## SUPPLIED PASSAGE:
============================================================

This guide will help you check for common problems that cause the log ” Invalid alias filter ” to appear. To understand the issues related to this log, read the explanation below about the following Elasticsearch concepts: filter, search and alias.
Overview
A filter in Elasticsearch is all about applying some conditions inside the query that are used to narrow down the matching result set.
What it is used for
When a query is executed, Elasticsearch by default calculates the relevance score of the matching documents. But in some conditions it does not require scores to be calculated, for instance if a document falls in the range of two given timestamps. For all these Yes/No criteria, a filter clause is used.

============================================================

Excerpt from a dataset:
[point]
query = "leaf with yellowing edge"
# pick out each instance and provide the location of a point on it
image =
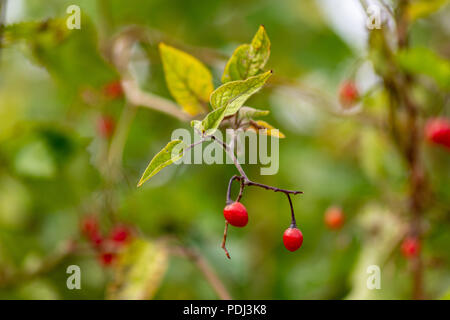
(172, 152)
(265, 128)
(188, 80)
(248, 59)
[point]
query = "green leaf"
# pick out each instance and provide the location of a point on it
(35, 160)
(172, 152)
(265, 128)
(421, 60)
(139, 270)
(423, 8)
(188, 80)
(249, 112)
(211, 122)
(248, 59)
(233, 95)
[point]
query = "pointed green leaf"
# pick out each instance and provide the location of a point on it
(211, 122)
(172, 152)
(188, 80)
(138, 271)
(233, 95)
(249, 112)
(263, 127)
(248, 59)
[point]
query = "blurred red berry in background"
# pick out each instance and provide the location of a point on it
(89, 225)
(120, 234)
(107, 258)
(105, 126)
(437, 130)
(113, 90)
(348, 94)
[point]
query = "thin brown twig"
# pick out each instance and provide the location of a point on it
(224, 241)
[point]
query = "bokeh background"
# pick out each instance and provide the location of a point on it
(54, 166)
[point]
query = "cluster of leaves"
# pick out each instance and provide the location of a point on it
(190, 83)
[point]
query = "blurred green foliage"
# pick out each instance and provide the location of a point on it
(53, 168)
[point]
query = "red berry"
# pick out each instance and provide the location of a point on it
(96, 239)
(89, 225)
(334, 218)
(410, 247)
(105, 126)
(437, 131)
(113, 90)
(107, 258)
(292, 238)
(120, 234)
(236, 214)
(348, 94)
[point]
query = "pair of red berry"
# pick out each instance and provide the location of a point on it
(106, 247)
(113, 90)
(236, 215)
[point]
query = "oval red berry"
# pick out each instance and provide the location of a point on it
(236, 214)
(437, 131)
(292, 239)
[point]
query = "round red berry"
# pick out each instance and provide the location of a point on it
(113, 90)
(334, 218)
(292, 238)
(105, 126)
(236, 214)
(410, 247)
(348, 94)
(96, 239)
(107, 258)
(437, 131)
(89, 225)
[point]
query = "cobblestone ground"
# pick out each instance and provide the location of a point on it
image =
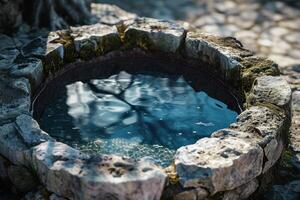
(270, 28)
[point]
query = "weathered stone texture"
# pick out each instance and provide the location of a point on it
(222, 53)
(95, 39)
(152, 34)
(69, 173)
(30, 131)
(271, 90)
(218, 164)
(14, 98)
(11, 145)
(242, 192)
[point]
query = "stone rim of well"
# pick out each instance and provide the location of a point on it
(233, 158)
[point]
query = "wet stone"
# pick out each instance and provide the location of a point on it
(30, 131)
(14, 98)
(11, 145)
(6, 42)
(69, 173)
(31, 68)
(7, 58)
(271, 90)
(152, 34)
(110, 14)
(218, 164)
(35, 47)
(95, 39)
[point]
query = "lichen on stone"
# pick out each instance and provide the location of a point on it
(253, 67)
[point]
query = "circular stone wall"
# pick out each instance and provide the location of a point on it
(230, 164)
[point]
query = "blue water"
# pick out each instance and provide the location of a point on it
(134, 115)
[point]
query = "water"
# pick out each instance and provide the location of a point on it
(134, 115)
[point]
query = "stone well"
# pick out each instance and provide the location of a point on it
(230, 164)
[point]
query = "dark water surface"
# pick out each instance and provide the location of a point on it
(135, 114)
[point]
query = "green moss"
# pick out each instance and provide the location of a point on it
(172, 174)
(67, 40)
(136, 38)
(254, 67)
(87, 50)
(51, 63)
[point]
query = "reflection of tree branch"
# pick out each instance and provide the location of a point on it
(121, 98)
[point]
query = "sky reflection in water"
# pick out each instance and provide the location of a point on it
(134, 115)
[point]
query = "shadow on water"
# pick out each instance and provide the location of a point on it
(134, 106)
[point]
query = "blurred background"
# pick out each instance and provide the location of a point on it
(270, 28)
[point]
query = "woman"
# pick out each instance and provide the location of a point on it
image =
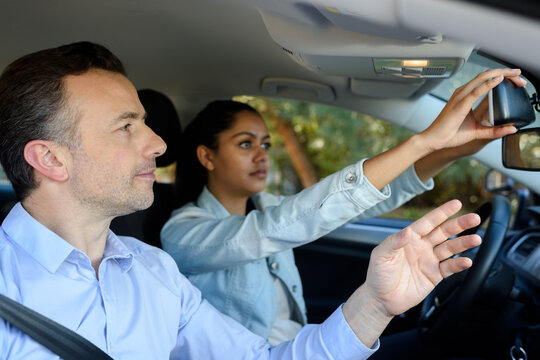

============================================================

Please retype the Elasticsearch guide word for word, starting with "This guide will" and going on through "clause is used.".

## SOLUTION:
This guide will help you check for common problems that cause the log ” Invalid alias filter ” to appear. To understand the issues related to this log, read the explanation below about the following Elasticsearch concepts: filter, search and alias.
Overview
A filter in Elasticsearch is all about applying some conditions inside the query that are used to narrow down the matching result set.
What it is used for
When a query is executed, Elasticsearch by default calculates the relevance score of the matching documents. But in some conditions it does not require scores to be calculated, for instance if a document falls in the range of two given timestamps. For all these Yes/No criteria, a filter clause is used.